■ DESCRIPTION OF THE TASK: Reproduce the lines in the listing below verbatim, starting at the line that contains "in glasses as" and ending at the line that contains "MULTIPOLYGON (((285 145, 291", both included.

(Recorded data)
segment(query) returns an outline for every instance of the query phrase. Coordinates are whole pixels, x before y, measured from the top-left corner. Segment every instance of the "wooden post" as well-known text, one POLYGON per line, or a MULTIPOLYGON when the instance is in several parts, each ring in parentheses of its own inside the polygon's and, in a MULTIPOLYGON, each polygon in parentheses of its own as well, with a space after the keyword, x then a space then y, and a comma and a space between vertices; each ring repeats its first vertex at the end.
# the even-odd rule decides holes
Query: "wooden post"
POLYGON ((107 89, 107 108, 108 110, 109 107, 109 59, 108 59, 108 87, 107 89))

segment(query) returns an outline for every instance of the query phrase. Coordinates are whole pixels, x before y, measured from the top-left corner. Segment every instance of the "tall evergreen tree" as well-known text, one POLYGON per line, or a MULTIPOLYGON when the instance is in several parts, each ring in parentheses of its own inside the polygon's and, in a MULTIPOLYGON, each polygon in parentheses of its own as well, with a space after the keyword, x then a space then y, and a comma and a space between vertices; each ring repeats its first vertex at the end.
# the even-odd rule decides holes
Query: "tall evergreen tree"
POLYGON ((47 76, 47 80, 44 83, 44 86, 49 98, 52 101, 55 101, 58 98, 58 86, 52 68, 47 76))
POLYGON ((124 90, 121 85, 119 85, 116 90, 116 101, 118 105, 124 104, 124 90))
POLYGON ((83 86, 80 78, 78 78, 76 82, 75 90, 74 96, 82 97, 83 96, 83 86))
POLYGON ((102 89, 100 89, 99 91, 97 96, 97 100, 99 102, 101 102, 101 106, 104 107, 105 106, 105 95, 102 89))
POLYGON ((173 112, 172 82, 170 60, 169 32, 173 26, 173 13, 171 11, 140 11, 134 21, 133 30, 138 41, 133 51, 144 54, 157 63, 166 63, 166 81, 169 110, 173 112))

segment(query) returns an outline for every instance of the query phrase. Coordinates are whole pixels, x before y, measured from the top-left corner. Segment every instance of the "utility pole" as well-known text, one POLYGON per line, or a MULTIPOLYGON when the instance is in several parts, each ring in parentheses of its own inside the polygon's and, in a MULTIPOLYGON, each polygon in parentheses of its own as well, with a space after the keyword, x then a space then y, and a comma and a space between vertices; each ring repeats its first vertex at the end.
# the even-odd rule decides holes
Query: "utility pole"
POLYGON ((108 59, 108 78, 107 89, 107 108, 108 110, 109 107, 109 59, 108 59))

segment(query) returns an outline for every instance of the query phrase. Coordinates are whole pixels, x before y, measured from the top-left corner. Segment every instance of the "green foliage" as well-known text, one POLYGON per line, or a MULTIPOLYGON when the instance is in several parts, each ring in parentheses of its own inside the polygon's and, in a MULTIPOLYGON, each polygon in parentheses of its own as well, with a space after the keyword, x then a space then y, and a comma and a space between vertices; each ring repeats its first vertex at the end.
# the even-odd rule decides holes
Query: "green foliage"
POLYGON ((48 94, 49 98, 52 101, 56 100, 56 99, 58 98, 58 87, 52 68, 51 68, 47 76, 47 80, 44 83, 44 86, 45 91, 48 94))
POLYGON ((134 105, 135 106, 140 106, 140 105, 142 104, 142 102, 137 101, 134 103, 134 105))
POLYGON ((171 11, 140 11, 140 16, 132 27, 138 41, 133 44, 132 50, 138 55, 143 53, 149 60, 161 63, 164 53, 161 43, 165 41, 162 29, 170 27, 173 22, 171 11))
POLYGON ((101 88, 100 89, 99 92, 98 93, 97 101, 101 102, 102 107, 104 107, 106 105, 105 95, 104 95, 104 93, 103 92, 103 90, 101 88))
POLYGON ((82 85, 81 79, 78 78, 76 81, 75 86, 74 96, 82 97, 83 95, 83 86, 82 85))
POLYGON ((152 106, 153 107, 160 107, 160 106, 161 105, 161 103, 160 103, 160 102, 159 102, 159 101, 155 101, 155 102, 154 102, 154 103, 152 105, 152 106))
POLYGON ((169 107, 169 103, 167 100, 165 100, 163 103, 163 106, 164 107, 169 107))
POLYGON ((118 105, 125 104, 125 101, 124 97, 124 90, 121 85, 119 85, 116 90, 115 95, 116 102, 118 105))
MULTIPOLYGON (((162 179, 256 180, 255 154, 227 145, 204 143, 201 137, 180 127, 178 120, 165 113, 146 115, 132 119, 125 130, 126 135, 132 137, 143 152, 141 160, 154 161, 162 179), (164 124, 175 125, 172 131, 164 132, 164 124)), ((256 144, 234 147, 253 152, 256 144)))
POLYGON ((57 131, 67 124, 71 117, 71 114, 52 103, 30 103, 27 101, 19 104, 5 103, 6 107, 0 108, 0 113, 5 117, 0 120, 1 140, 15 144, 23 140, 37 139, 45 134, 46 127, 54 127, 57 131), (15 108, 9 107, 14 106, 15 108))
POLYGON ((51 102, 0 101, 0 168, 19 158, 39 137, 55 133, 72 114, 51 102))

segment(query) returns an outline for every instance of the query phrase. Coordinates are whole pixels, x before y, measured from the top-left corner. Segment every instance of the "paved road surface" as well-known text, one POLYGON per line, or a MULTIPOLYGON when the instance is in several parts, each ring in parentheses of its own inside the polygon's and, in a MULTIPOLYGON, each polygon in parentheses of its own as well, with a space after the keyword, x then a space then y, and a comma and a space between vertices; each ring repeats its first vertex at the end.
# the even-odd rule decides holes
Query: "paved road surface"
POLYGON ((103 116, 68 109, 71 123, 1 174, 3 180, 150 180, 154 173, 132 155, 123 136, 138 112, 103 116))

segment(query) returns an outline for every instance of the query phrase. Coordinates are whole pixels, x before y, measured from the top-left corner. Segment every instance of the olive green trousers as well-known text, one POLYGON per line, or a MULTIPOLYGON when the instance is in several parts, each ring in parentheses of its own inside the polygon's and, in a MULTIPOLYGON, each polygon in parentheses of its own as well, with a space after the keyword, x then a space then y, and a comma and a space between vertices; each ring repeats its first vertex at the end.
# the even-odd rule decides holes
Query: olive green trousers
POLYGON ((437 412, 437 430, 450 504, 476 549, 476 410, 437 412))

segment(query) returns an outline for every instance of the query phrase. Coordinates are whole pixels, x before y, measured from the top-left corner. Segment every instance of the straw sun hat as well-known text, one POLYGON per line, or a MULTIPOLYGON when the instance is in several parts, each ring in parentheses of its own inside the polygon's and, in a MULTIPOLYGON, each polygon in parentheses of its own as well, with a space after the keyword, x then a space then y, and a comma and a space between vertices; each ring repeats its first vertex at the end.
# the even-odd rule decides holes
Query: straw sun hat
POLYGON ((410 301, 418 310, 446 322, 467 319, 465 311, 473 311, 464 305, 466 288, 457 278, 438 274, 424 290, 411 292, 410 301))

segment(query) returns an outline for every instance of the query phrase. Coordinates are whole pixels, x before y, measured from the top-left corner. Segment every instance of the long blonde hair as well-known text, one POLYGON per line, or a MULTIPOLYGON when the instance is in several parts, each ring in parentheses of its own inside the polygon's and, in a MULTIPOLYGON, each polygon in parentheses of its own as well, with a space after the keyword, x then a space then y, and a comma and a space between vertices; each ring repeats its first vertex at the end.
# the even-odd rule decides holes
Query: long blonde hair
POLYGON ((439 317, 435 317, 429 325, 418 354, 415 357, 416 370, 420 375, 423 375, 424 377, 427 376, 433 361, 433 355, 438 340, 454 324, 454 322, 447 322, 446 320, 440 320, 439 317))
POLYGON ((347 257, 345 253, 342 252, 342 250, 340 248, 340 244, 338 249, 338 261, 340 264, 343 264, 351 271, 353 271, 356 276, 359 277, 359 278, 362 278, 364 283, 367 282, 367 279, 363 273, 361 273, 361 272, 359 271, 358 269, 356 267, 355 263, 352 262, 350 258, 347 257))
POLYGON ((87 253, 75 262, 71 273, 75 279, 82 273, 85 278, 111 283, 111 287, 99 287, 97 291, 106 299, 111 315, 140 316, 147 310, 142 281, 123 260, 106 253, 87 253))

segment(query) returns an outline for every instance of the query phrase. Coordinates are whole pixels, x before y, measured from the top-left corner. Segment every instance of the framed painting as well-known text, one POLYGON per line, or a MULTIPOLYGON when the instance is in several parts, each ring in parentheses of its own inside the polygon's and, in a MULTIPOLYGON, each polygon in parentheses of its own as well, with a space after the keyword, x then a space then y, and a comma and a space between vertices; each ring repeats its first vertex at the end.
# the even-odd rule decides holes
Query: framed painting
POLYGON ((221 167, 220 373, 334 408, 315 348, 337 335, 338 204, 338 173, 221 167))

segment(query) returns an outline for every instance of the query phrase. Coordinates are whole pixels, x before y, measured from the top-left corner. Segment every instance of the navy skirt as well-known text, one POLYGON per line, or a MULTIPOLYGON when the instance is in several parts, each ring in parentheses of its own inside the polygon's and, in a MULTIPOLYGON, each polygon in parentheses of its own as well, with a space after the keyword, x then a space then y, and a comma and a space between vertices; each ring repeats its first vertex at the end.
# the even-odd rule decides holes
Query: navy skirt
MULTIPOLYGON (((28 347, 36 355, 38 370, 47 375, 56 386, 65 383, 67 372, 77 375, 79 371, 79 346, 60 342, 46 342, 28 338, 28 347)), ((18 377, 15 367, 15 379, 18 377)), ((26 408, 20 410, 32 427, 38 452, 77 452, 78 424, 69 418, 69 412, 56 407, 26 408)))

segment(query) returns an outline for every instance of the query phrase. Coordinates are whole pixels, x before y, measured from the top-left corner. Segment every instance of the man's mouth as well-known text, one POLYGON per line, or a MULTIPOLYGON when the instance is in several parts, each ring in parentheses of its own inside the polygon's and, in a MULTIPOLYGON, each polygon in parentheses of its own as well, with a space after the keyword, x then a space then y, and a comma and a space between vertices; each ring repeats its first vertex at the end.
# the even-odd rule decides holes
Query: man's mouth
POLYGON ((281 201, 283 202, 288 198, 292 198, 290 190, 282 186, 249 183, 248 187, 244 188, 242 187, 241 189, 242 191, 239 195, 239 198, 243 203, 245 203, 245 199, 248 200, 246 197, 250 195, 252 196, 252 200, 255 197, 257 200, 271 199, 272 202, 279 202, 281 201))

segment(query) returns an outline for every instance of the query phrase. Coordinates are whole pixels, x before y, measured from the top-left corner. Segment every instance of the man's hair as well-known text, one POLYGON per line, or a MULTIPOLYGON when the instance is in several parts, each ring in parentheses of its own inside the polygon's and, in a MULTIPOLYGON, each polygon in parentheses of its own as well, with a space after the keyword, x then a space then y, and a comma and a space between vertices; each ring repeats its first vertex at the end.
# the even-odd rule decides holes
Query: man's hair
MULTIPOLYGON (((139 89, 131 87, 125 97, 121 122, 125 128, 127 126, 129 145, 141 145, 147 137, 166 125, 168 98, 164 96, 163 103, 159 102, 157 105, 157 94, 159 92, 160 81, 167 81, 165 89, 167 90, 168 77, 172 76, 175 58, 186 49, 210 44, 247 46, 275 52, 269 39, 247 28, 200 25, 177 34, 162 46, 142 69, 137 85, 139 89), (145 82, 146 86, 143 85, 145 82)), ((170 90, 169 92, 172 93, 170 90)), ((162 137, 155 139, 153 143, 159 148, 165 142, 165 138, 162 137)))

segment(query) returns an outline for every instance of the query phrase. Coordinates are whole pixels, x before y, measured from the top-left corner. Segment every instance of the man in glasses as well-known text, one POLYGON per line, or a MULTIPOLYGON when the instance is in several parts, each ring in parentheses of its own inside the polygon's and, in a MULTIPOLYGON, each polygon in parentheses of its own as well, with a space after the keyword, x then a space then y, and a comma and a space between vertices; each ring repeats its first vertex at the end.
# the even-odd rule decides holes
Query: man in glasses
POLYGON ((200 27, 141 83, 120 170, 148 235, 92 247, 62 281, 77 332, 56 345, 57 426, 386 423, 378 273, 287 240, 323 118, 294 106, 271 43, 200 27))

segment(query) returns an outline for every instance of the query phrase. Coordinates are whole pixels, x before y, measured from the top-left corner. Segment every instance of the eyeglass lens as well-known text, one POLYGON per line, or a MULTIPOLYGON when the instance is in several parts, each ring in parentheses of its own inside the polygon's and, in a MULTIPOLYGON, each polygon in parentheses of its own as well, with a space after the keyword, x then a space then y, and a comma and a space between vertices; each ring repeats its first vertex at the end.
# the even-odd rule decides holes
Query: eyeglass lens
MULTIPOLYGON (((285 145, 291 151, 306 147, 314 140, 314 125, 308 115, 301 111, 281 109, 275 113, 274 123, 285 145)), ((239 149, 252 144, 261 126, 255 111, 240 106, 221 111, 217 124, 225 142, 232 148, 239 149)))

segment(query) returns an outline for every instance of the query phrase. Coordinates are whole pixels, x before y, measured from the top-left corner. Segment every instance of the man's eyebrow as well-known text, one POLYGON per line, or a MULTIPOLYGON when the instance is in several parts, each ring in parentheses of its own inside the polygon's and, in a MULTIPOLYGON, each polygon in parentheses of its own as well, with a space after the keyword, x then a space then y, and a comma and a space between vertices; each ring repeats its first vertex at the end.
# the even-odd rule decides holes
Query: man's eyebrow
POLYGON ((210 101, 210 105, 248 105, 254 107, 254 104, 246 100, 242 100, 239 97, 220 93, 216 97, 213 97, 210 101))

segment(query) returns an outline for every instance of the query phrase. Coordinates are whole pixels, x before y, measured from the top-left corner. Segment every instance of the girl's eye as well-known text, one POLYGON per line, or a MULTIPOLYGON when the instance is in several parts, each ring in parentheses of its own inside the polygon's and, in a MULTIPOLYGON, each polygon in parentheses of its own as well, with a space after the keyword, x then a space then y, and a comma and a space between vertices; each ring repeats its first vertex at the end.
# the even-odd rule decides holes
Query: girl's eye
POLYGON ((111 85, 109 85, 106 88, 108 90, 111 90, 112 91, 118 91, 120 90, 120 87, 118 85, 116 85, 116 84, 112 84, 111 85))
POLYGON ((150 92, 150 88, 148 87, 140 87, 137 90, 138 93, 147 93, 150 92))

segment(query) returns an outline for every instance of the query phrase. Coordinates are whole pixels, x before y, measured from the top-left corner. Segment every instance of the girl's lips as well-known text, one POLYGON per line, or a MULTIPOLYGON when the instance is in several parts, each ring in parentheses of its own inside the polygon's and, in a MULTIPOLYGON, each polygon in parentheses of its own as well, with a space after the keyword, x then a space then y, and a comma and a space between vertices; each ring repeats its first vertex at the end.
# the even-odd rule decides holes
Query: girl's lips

■ ANSWER TO THE EXERCISE:
segment(query) returns an outline for every instance of the query phrase. Coordinates are whole pixels, x before y, measured from the top-left corner. Segment every instance of the man in glasses as well-known text, one POLYGON per line, or a MULTIPOLYGON when the instance is in several parts, each ring in parentheses of its own inside the polygon's and, in a MULTIPOLYGON, each polygon in parentheses of its own as well, with a space after the keyword, x then a space then y, and a comma and a space between vertices; each ring repeats its first vertex at the end.
# the even-odd rule decides holes
Query: man in glasses
POLYGON ((200 27, 141 83, 120 170, 148 235, 92 247, 62 281, 77 332, 56 345, 57 426, 386 423, 378 273, 287 240, 323 118, 294 106, 271 43, 200 27))

segment(query) returns an outline for every instance of the query phrase. Coordinates are whole pixels, x before y, measured from the top-left corner. Segment every instance of the eyeglass lens as well-known text, one POLYGON per line, or a MULTIPOLYGON when the instance is in several parts, each ring in parentheses of its own inside the polygon's and, in a MULTIPOLYGON, each polygon in parentheses of its own as well, with a space after the keyword, x then a space then y, and a comma and a space between vertices; each ring repeats its first vertex at the end.
# the even-odd rule decides holes
Query: eyeglass lens
MULTIPOLYGON (((285 145, 291 151, 306 147, 314 140, 314 125, 308 115, 301 111, 281 109, 275 113, 274 123, 285 145)), ((239 149, 252 144, 261 126, 255 111, 240 106, 221 111, 217 124, 225 142, 232 148, 239 149)))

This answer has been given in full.